### Exercise aim
Replace "hair" with "hat" in the rows that start with the line containing "background surfer's hair" and end with the line containing "432;200;496;288", and give back only those rows with nothing else altered.

►

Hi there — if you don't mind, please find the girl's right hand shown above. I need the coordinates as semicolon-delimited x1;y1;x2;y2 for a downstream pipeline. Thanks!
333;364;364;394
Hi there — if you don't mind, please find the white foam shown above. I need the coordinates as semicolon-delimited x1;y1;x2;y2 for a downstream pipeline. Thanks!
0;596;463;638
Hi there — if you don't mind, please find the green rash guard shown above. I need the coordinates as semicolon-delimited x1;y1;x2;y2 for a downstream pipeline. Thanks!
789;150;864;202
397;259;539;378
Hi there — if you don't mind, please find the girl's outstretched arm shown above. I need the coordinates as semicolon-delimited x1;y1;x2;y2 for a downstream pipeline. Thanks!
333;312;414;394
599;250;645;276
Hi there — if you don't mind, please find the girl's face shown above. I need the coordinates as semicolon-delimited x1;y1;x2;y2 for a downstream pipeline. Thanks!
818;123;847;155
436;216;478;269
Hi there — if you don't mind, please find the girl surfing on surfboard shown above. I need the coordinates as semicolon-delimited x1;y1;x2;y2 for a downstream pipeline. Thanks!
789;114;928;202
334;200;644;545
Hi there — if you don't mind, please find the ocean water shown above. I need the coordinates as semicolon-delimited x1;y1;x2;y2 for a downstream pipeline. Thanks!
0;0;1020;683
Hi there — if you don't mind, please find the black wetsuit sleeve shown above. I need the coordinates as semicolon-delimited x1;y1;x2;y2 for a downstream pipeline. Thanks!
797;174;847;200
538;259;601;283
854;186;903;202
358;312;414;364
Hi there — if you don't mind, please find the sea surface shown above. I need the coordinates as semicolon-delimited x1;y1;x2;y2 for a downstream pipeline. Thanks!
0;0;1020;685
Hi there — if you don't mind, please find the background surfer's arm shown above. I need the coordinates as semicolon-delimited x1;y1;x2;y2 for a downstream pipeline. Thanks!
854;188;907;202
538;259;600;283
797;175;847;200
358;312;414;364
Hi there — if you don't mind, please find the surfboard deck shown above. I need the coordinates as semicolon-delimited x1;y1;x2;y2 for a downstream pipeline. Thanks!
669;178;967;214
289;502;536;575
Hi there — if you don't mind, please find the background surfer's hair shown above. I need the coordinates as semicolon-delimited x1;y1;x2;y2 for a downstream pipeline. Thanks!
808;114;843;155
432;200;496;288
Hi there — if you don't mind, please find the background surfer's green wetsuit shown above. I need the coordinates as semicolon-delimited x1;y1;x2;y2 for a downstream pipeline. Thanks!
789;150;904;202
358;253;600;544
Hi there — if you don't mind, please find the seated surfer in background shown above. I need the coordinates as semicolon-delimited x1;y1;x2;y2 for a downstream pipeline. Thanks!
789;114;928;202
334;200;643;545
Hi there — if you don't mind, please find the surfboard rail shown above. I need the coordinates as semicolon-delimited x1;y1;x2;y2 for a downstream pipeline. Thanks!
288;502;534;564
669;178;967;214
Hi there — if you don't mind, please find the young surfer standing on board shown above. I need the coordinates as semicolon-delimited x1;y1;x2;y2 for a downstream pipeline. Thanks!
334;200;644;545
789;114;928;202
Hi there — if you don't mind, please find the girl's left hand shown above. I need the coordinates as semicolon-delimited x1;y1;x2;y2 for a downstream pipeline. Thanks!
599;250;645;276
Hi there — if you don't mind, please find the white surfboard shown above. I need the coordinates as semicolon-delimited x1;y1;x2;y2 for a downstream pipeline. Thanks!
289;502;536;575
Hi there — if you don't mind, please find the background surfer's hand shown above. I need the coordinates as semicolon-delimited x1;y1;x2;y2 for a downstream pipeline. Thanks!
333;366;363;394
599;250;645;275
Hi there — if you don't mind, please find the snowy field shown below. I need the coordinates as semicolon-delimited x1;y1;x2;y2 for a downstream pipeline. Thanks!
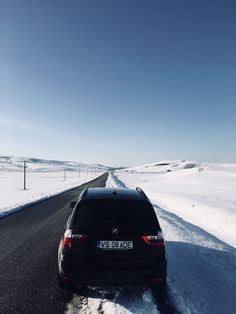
108;161;236;313
0;171;101;218
0;156;106;218
0;156;236;314
67;161;236;314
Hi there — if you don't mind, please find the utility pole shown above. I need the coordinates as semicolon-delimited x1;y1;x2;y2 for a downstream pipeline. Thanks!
23;160;27;190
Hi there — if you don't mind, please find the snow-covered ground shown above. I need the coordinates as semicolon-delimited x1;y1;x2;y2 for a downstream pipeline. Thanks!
0;156;106;218
0;159;236;314
116;161;236;247
111;161;236;313
67;161;236;314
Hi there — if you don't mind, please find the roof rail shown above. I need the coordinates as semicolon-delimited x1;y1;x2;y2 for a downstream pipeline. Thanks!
136;186;148;198
82;186;89;197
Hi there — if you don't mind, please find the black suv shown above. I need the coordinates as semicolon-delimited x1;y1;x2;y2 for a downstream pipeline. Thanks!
58;188;167;289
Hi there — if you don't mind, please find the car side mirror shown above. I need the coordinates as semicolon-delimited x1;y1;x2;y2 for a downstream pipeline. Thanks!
70;202;76;208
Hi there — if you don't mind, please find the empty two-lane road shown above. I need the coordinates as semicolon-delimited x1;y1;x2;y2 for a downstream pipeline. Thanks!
0;173;107;314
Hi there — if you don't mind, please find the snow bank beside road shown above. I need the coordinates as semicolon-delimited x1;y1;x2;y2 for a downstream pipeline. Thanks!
116;162;236;247
0;171;101;218
106;169;236;314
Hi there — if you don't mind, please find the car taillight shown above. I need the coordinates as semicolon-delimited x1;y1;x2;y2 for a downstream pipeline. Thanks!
63;229;88;248
142;231;165;248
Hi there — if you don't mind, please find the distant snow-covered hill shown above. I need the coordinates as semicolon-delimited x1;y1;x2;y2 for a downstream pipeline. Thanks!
0;155;110;172
122;160;236;174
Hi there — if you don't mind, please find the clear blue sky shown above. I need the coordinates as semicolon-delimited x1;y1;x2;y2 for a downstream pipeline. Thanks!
0;0;236;166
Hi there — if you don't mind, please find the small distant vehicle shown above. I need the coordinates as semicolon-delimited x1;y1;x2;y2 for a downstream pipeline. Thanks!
58;188;167;290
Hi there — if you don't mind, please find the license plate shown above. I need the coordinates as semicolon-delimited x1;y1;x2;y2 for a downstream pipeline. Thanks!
97;240;133;250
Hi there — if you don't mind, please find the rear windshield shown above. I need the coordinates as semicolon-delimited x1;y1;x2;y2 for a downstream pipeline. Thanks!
73;199;159;230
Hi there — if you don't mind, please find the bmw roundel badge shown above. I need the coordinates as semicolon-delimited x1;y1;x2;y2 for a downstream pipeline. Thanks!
111;227;119;234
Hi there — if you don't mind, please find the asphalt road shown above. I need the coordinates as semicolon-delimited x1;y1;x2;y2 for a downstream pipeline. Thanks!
0;174;107;314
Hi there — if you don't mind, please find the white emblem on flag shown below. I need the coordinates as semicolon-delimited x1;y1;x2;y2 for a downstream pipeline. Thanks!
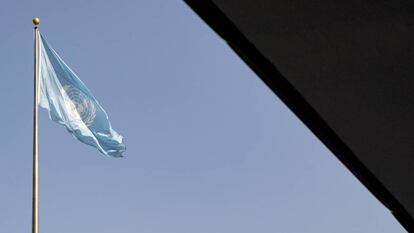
63;85;96;126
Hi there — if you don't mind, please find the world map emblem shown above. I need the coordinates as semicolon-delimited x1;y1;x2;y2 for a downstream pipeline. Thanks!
63;85;96;126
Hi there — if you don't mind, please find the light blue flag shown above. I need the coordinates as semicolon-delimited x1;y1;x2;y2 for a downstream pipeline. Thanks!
39;35;125;157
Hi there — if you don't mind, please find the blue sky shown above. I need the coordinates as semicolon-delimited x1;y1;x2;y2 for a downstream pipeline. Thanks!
0;0;405;233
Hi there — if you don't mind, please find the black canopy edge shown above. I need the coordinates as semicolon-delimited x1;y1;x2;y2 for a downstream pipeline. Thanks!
184;0;414;233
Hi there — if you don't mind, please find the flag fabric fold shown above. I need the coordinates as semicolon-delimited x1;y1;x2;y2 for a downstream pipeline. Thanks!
39;32;126;157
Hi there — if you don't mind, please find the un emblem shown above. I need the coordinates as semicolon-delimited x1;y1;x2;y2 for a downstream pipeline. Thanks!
63;85;96;126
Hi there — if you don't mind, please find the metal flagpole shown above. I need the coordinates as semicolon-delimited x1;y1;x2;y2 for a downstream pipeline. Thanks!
32;18;40;233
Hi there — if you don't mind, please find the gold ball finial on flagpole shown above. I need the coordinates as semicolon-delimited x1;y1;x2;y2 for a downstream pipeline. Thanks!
33;17;40;25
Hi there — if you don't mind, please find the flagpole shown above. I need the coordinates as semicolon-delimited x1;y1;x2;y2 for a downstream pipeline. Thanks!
32;18;40;233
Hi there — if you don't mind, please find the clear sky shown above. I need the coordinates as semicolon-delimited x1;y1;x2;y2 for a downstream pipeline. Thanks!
0;0;405;233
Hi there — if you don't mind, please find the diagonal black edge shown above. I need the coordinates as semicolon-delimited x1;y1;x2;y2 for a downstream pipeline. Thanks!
184;0;414;233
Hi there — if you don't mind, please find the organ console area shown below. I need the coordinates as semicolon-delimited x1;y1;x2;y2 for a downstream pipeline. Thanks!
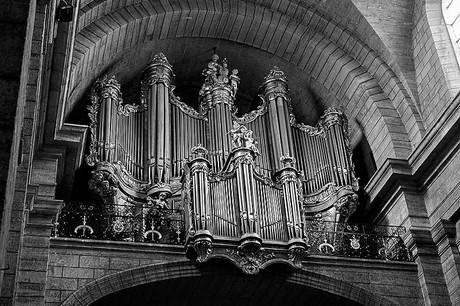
86;53;358;274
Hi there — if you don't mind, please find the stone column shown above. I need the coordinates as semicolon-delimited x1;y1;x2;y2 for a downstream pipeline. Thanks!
142;53;174;198
432;220;460;305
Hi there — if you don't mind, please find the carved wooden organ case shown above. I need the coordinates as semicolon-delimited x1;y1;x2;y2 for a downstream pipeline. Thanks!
86;53;358;273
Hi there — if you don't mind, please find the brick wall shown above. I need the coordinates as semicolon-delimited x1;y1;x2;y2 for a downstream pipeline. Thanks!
45;239;186;305
0;0;29;219
413;0;460;129
45;238;422;306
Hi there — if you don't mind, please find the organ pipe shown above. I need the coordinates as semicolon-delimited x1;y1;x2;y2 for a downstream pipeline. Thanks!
86;76;122;166
142;53;173;194
261;66;294;169
86;53;357;273
200;54;239;172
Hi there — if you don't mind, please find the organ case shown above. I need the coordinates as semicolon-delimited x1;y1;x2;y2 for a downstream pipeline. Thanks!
86;53;358;274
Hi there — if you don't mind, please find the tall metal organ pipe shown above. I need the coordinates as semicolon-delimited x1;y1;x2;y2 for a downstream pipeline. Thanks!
87;76;122;165
261;66;294;170
200;54;239;172
142;53;174;195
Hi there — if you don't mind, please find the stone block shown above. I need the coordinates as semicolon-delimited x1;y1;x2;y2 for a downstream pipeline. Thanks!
79;255;110;269
62;267;94;278
49;253;79;267
110;257;139;270
45;290;61;303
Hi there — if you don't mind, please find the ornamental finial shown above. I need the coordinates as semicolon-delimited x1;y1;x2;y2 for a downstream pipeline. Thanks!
202;53;240;93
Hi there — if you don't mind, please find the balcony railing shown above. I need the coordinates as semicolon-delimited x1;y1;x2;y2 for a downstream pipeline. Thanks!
53;202;413;261
53;202;185;244
304;220;413;261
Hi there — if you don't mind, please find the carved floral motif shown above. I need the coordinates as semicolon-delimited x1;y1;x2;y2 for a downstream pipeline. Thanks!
88;170;118;197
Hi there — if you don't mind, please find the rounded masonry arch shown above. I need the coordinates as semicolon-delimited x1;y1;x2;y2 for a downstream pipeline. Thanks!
413;0;460;129
62;260;394;306
69;1;424;166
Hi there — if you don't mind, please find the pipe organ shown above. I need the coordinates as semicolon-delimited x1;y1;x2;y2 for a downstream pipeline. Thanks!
86;53;358;274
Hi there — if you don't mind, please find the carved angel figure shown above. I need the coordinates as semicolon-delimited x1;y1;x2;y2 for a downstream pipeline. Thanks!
147;192;169;214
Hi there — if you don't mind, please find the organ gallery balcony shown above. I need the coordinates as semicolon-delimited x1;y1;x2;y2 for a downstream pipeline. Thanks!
53;202;412;261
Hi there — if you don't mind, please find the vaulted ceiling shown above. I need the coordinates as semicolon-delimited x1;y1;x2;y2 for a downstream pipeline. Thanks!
65;0;424;170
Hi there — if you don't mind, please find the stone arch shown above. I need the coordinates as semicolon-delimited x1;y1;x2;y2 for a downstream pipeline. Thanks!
413;0;460;129
62;260;395;306
442;0;460;67
66;2;423;166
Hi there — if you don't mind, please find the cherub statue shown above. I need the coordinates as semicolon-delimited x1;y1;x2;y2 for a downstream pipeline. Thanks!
147;192;169;215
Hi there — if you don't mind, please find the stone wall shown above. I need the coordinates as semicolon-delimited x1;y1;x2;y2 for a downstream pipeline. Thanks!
45;238;423;306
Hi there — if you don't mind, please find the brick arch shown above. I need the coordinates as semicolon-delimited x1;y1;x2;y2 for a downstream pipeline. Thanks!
413;0;460;129
78;0;425;143
62;261;395;306
72;1;416;166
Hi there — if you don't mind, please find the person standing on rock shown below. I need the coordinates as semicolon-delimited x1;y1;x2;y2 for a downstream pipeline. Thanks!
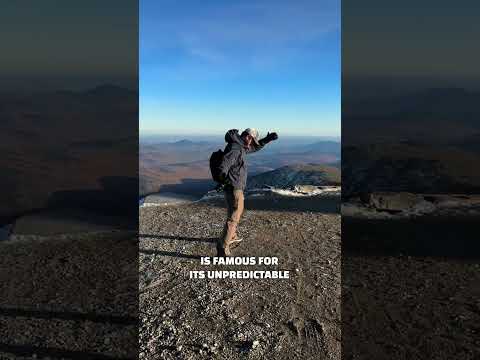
217;128;278;256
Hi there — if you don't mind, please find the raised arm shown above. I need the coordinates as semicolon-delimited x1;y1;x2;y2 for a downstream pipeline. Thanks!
246;132;278;154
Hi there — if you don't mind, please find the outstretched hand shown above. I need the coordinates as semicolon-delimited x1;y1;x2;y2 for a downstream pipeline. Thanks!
266;132;278;141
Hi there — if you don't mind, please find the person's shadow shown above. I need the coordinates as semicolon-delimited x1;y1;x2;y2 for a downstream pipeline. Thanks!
138;234;218;260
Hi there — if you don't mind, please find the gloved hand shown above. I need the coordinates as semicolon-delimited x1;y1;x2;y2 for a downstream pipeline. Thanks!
218;174;227;184
265;132;278;142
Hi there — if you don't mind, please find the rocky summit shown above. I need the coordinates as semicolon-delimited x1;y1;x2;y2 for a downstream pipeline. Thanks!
139;195;341;360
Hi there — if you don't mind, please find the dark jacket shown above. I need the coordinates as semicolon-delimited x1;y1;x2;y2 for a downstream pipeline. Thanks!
220;130;263;190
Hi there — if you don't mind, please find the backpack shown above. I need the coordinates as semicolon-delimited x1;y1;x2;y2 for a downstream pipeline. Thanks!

◄

### Response to this exercise
Hi there — if you don't mind, please find the background surfer's hat shown above. I need the coordinates as semicolon-delimited x1;y1;x2;y2 for a downstream pipeline. Thanks!
808;114;843;155
432;200;496;288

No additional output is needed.